* **Texto de lectura**
__________________________________________________

Lo que está en juego en este debate no es simplemente la sintonización fina de las teorías sobre lo que sucede precisamente en la “justificación”. Eso se convierte rápidamente en, como señaló ácidamente un crítico del libro de Piper, una especie de duelo evangélico, un intercambio de versículos en el que frases de Pablo, raíces griegas, referencias arcanas a fuentes antiguas y modernas, y, a veces —por desgracia— palabras desagradables vuelan por la habitación. Mucha gente va a presenciar el espectáculo con disgusto, como vecinos que escuchan una desagradable pelea familiar. Sí, va a haber algunos forcejeos entre versículos en este libro. Eso es inevitable, dado el tema y la importancia central de la Biblia misma. Pero el punto real es —creo yo— que la salvación de los seres humanos, aunque, por supuesto, extremadamente importante para la especie, es parte de un propósito mayor. Dios nos está rescatando del naufragio del mundo, no para que podamos sentarnos y poner los pies sobre la mesa mientras disfrutamos de su compañía, sino para que podamos ser parte de su plan para rehacer el mundo. Orbitamos alrededor de Dios y sus propósitos. Dios no gira alrededor de nosotros al servicio de nuestros propósitos. Si la tradición de la Reforma hubiera tratado los evangelios con la misma importancia que les adjudicó a las epístolas, es posible que ese error nunca se hubiera dado. Pero fue lo que pasó y tenemos que lidiar con eso. La tierra, y nosotros con ella, orbita alrededor del sol de Dios y de sus propósitos cósmicos.

__________________________________________________

* **Lista de registros**
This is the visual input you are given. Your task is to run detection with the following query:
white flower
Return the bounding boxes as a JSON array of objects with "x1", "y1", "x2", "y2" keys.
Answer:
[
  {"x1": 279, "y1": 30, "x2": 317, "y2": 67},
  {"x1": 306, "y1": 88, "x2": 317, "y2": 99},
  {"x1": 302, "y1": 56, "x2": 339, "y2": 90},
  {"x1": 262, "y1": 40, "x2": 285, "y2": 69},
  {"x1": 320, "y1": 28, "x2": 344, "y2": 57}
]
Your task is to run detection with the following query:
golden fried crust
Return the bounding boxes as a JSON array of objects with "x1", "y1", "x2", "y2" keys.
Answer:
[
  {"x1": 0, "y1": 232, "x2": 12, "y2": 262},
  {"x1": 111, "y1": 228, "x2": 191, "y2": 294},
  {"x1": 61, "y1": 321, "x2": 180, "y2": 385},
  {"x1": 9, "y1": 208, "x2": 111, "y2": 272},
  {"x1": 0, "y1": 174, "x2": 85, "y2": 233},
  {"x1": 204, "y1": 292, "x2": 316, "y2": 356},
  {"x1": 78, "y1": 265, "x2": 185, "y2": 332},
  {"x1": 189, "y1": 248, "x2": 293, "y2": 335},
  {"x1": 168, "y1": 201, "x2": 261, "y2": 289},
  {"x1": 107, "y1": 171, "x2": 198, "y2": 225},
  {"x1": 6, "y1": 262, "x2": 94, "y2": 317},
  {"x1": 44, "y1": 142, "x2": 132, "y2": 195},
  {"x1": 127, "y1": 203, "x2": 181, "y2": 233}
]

__________________________________________________

* **Qué se pide**
**1.** Indica si cada afirmación concuerda con el texto sobre la justificación y responde sí o no, citando literalmente las palabras del texto que lo deciden. (a) Dios gira alrededor de nosotros al servicio de nuestros propósitos. (b) En el libro habrá algunos forcejeos entre versículos. (c) La tradición de la Reforma trató los evangelios con la misma importancia que les dio a las epístolas.
**2.** Traduce al inglés esta oración del texto sobre la justificación: "Dios nos está rescatando del naufragio del mundo, no para que podamos sentarnos y poner los pies sobre la mesa mientras disfrutamos de su compañía, sino para que podamos ser parte de su plan para rehacer el mundo."
**3.** Prosigue el texto sobre la justificación a partir de su última oración.

* **Respuestas**
**1.**
(a) No: "Dios no gira alrededor de nosotros al servicio de nuestros propósitos."
(b) Sí: "Sí, va a haber algunos forcejeos entre versículos en este libro."
(c) No: "Si la tradición de la Reforma hubiera tratado los evangelios con la misma importancia que les adjudicó a las epístolas, es posible que ese error nunca se hubiera dado."

**2.** God is rescuing us from the shipwreck of the world, not so that we can sit back and put our feet up on the table while we enjoy his company, but so that we can be part of his plan to remake the world.

**3.**
Tal vez, irónicamente, esta declaración pueda ser considerada como la aplicación radical de la justificación por la fe. “Nada traigo para ti —canta el poeta—, mas tu cruz es mi sostén”. Por supuesto: dejamos de enfocarnos en nosotros mismos para fijar nuestra mirada en Jesucristo y en él crucificado, en el Dios cuyo amor y misericordia lo enviaron a morir por nosotros. Sin embargo, el suspiro de alivio, que es la característica reacción cristiana al enterarse de la justificación por la fe (“¿Quieres decir que no tengo que hacer nada? ¿Dios me ama y me acepta como soy, solo porque Jesús murió por mí?”) debería dar a luz de inmediato a una toma de conciencia más profunda, que siguiera exactamente la misma línea: “¿Quieres decir que, después de todo, no se trata de mí? ¿No soy el centro del universo? ¿Se trata de Dios y sus propósitos?”. El problema es que, a lo largo de la historia de la iglesia occidental, incluso allí donde el primer punto fue acogido con entusiasmo —a veces, y de manera particular, donde sucedió— el segundo punto ha sido ignorado. Y, con una ignorancia a veces intencional, se filtró en la teología —incluso en la teología de la Reforma (sí, esa tan sólida, no especulativa y blindada)— el susurro de serpiente que dice que, en realidad, se trata únicamente de nosotros; que “mi relación con Dios” y “mi salvación” es la aguja fija que nos apunta a nosotros, bien ubicados en el centro del universo. Soy el héroe en esta obra, incluso cuando Jesús sube al escenario para ayudarme a salir del desastre en el que estoy.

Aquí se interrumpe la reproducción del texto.